Jürgen Friedberger übernahm wieder die Gesprächsführung und erzählte dem Verbandsoffiziellen, was alles unternommen worden war, um weiterhin stabile Mitgliedszahlen vorweisen zu können und die Fortführung des Spielbetriebs zu sichern.

Es wird erzählt, dass der oberfränkische Vereinsberater bei seinen weiteren Visiten der Tennisclubs dieser Region allen Vereinen, denen aus der Misere geholfen werden sollte, die Unternehmungen der SpVgg Trunstadt als eine Möglichkeit zur Nach-ahmung empfahl…

Die Tennisanlage der Tennissparte von Trunstadt liegt außerhalb des Ortes und besitzt drei gut gepflegte Sandplätze und ein gemütliches Clubheim. Der Vorsitzende Jürgen Friedberger(64 J.) war 47 Jahre Finanzbeamter und hat sich vor einem Jahr in die Freistellung der Altersteilzeit begeben. Vierzig Jahre lang hatte er erfolgreich Tischtennis gespielt – seine Liebe aber galt insgeheim dem Tennissport. In jungen Jahren hatte er beim exklusiven TC Bamberg Bälle gesammelt, später mit Begeisterung viele Heimspiele der Bundesligamannschaft des Renommierclubs besucht und hatte dann vor 22 Jahren selbst mit Tennis in seinem Wohnort Trunstadt angefangen. Nach einigen Jahren der Mitgliedschaft hatte er den Vorsitz der 1976 gegründeten Tennisabteilung übernommen.

Sein Schwiegersohn Tobias (40J.), Marketingleiter eines orthopädischen Unternehmens, hatte auch als Balljunge bei den Bundesligaspielen des TC Bamberg angefangen, war dann zum Besaiter des Bundesligateams aufgestiegen und hatte schließlich als Assistent des Sportdirektors den Verein mit zum Gewinn der deutschen Vizemeisterschaft im Jahre 1992 geführt.

Die beiden Tennisenthusiasten berichten dann stolz von der Entwicklung ihres kleinen Vereins.

GEGEBENE ANGABEN:
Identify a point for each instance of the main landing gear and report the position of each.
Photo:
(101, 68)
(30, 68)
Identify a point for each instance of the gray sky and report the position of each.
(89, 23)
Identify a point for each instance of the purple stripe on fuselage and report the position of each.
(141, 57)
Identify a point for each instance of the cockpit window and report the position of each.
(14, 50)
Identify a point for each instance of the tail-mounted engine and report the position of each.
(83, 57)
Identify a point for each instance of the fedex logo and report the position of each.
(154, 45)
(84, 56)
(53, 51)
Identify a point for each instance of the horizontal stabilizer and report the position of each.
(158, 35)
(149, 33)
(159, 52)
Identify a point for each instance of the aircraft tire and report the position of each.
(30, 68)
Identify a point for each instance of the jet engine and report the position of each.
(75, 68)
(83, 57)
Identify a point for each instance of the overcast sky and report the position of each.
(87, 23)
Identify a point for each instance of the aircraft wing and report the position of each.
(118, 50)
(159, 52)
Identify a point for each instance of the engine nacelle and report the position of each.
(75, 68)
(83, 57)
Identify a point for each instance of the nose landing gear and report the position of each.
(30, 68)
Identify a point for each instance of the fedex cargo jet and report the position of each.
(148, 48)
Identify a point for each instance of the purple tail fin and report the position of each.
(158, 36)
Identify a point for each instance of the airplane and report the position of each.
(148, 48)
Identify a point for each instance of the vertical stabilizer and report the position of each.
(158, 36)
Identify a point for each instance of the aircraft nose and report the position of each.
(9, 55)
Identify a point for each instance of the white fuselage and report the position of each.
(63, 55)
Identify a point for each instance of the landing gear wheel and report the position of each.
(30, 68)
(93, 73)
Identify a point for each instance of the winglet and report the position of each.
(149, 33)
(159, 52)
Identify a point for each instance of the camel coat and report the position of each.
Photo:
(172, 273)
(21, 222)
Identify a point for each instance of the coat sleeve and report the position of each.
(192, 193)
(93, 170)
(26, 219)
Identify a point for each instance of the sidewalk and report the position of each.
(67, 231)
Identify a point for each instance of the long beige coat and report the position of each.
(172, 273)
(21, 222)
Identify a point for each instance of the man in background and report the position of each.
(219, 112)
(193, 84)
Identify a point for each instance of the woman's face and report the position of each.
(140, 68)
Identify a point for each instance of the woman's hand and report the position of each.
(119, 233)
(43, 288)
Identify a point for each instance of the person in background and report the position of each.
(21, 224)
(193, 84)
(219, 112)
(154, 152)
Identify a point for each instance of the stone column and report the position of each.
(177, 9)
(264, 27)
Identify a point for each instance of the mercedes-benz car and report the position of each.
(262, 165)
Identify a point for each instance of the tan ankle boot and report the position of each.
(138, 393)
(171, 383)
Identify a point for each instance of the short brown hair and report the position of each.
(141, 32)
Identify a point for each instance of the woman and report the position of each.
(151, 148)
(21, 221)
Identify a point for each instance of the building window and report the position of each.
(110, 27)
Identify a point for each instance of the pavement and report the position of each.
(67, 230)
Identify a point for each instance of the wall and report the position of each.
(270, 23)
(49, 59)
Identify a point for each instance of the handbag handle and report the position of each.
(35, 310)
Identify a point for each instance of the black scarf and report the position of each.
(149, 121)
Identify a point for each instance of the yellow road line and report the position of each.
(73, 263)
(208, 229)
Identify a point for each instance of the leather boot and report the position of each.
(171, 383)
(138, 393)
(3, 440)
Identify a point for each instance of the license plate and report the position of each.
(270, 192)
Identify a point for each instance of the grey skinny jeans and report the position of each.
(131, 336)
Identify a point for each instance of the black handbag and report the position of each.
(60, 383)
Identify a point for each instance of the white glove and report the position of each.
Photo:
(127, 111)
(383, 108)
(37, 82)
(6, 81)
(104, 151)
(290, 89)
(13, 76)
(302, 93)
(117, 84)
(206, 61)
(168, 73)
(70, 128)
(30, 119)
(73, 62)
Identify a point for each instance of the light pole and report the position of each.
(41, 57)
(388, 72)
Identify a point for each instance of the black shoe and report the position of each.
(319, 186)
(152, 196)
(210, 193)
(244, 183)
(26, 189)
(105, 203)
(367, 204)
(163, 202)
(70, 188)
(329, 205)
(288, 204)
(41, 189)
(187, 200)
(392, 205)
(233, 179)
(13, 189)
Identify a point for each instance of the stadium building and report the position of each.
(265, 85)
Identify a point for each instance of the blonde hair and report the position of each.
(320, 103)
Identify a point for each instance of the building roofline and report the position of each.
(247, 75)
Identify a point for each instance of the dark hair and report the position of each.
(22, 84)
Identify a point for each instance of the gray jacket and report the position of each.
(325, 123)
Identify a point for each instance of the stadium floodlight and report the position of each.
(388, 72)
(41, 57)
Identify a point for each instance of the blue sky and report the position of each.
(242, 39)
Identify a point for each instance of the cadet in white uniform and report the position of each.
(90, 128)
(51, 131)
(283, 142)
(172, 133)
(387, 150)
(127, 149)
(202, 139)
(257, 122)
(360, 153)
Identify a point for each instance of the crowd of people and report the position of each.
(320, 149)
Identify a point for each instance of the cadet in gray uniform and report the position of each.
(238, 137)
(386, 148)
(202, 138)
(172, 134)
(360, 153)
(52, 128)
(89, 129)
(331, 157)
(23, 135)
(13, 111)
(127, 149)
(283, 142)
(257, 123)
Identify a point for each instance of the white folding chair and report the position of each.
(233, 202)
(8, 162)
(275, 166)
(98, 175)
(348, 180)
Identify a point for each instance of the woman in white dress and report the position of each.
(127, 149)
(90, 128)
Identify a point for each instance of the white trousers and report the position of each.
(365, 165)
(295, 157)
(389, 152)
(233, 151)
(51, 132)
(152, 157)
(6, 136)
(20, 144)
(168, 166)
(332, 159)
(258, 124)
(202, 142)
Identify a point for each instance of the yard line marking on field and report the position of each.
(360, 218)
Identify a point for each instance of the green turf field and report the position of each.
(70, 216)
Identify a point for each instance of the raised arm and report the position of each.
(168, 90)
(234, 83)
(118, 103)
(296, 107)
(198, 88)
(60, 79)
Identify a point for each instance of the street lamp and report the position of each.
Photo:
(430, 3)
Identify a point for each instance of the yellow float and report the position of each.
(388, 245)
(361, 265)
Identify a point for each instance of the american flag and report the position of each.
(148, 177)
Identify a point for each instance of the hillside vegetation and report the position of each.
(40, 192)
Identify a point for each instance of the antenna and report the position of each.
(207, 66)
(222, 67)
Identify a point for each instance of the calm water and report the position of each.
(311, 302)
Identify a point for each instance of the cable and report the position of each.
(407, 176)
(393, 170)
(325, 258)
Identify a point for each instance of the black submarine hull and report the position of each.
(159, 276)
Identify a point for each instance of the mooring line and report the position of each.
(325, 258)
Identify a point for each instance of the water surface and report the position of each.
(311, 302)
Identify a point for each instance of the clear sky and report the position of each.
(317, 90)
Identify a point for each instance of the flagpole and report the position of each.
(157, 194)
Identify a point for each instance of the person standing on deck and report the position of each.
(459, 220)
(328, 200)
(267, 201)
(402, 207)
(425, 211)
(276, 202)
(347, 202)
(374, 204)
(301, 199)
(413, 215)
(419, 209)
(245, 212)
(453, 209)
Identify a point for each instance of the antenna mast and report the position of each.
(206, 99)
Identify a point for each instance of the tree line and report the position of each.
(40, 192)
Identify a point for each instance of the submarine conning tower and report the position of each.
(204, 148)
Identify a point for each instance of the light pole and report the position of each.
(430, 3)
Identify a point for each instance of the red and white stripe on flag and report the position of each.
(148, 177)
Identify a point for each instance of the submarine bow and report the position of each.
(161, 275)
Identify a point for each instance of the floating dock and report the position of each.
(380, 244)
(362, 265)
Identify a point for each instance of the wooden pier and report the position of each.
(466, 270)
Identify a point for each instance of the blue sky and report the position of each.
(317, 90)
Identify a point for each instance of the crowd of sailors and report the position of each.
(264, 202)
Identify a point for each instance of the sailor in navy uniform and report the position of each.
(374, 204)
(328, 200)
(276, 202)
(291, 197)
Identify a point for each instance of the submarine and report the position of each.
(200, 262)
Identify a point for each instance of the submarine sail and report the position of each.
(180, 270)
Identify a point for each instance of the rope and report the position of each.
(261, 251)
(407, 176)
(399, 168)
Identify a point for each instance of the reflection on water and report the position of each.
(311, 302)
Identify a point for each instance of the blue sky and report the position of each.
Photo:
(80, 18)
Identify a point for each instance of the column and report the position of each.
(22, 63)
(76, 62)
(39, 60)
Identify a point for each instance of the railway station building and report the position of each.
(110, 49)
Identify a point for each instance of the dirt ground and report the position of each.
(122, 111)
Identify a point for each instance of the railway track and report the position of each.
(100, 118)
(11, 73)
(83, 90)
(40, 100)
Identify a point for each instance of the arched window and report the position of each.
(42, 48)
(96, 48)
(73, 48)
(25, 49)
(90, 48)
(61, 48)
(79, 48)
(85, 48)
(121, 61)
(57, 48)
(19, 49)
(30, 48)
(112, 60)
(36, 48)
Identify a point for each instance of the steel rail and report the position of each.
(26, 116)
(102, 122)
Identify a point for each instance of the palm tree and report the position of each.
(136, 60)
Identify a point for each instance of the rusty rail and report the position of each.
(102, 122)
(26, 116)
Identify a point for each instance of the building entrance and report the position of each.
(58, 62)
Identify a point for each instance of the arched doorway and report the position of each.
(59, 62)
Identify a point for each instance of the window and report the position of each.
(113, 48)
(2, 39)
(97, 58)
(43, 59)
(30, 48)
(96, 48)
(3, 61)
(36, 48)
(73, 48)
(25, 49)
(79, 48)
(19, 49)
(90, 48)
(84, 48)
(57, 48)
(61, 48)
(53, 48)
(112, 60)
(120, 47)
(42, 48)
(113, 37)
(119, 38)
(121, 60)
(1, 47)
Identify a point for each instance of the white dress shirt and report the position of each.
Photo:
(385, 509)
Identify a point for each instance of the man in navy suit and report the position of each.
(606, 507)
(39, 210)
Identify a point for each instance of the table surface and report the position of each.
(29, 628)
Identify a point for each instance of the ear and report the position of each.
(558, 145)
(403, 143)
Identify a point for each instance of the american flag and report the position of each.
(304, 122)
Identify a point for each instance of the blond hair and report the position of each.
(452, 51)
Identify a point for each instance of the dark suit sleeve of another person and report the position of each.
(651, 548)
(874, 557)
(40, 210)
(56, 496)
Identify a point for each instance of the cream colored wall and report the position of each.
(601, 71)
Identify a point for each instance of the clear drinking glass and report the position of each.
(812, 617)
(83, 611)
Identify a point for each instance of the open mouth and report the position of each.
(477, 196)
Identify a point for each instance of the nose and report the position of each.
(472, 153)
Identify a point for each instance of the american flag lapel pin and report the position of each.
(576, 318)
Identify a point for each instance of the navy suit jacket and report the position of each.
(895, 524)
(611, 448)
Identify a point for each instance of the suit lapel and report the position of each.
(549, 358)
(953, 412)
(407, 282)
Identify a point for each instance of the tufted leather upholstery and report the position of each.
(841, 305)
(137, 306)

ARBEITSSCHRITTE:
A: Schreiben Sie aus dem Textauszug über die Trunstädter Tennisabteilung die Passage von „Sein Schwiegersohn Tobias“ bis „Jahre 1992 geführt.“ zeichengenau ab.
B: Wählen Sie aus der Auflistung jede Zeile aus, in der das Wort „black“ vorkommt, und geben Sie diese Zeilen unverändert wieder.

LÖSUNGEN JE AUFGABE:
A:
Sein Schwiegersohn Tobias (40J.), Marketingleiter eines orthopädischen Unternehmens, hatte auch als Balljunge bei den Bundesligaspielen des TC Bamberg angefangen, war dann zum Besaiter des Bundesligateams aufgestiegen und hatte schließlich als Assistent des Sportdirektors den Verein mit zum Gewinn der deutschen Vizemeisterschaft im Jahre 1992 geführt.

B:
Identify a point for each instance of the black scarf and report the position of each.
Identify a point for each instance of the black handbag and report the position of each.
Identify a point for each instance of the black shoe and report the position of each.
Identify a point for each instance of the black submarine hull and report the position of each.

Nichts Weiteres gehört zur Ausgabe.